* **ВЫБРАННЫЙ ФРАГМЕНТ**
◆ ◆ ◆ ◆

Недавно я перевела потрясающую книгу Петера Надаша "Конец семейного романа". Этот автор, на мой взгляд, равен Эстерхази. Роман меня настолько увлек, что я решила: "Переведу, и будь что будет". Пока его так и не напечатали. Несколько небольших вещей Надаша у нас переводили, но в России он почти неизвестен. В Америке один журнал проводил опрос насчет самых популярных книг, и читатели поставили его "Книгу воспоминаний" на десятое место; в Германии собираются издать полное собрание его сочинений... а в "Иностранной литературе" мне говорят: "Книга прекрасная, но читатель ее не прочитает".

РЖ: Большая?

Е.М.: Всего 7 листов. Да, ее трудно читать. По словам одного издателя, "эту книгу не купят - в ней нет абзацев".

Эпизоды жизни главного героя - мальчика - сменяют воспоминания о семье, история рода, который ведет свое начало чуть ли не от Моисея, и от деда к внуку передает знание о конкретных людях, а потом узнаешь, что все происходит в мгновение смерти мальчика, на котором кончается род. Наверное, вчитаться в нее трудно, но после 20 страниц не оторваться. Отец мальчика, страстный коммунист, говорит своему отцу, воплощению мудрости в романе: "Я не буду помогать людям, которые не верят в нас", - а при Ракоши он сам попадает в тюрьму, мальчика забирают в воспитательный дом, где он случайно - и одновременно не случайно - погибает.

◆ ◆ ◆ ◆

* **СОДЕРЖИМОЕ НАБОРА ДАННЫХ**
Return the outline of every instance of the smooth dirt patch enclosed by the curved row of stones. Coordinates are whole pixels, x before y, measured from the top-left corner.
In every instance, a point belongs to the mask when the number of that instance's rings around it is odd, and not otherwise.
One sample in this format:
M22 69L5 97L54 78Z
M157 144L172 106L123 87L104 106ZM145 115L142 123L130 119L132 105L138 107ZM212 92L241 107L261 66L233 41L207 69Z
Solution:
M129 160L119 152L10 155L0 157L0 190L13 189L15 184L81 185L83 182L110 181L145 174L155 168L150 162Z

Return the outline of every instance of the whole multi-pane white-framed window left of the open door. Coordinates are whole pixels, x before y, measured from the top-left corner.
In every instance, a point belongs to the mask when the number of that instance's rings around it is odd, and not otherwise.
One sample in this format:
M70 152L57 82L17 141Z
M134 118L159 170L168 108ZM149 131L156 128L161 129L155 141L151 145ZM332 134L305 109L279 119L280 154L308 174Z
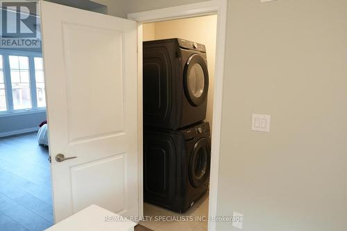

◆ ◆ ◆ ◆

* **ЗАДАНИЯ ДЛЯ ВЫПОЛНЕНИЯ**
1. Какое место, согласно фрагменту о романе Надаша, американские читатели отвели «Книге воспоминаний» в опросе журнала?
2. Подхватите фрагмент о романе Надаша и продолжите его с того места, где он заканчивается.

* **ОТВЕТЫ**
1. Десятое место.

2.
РЖ: Ю.Я.Яхнина работает с переводным материалом так: "Я обычно начинаю с черновика и над ним работаю довольно быстро. Для меня важен ритм, я стараюсь не задерживаться на отделке каждой фразы, а сохранить "музыку" текста. Лексику я обычно, почти подсознательно, слышу сразу, мне несвойственны провалы в другие стилистические слои, если только они не заданы оригиналом. А потом начинается длительный и мучительный период - превращение черновика в окончательный текст". А вы как?

Е.М.: Точно так же. Думаю, как и любой серьезный переводчик. С самого начала надо уловить интонацию и ритм, иначе потом не найдешь, с чего начать и как двигаться дальше. Детали можно пропустить, оставить на потом. Сразу видишь, что эта фраза легла чуть-чуть не так, но вначале, чтобы не разрушить движение текста, на ней не стоит останавливаться.

РЖ: У вас бывало, что текст вначале понравится, а потом вы вчитались - и разочаровались в нем? То есть отношение меняется?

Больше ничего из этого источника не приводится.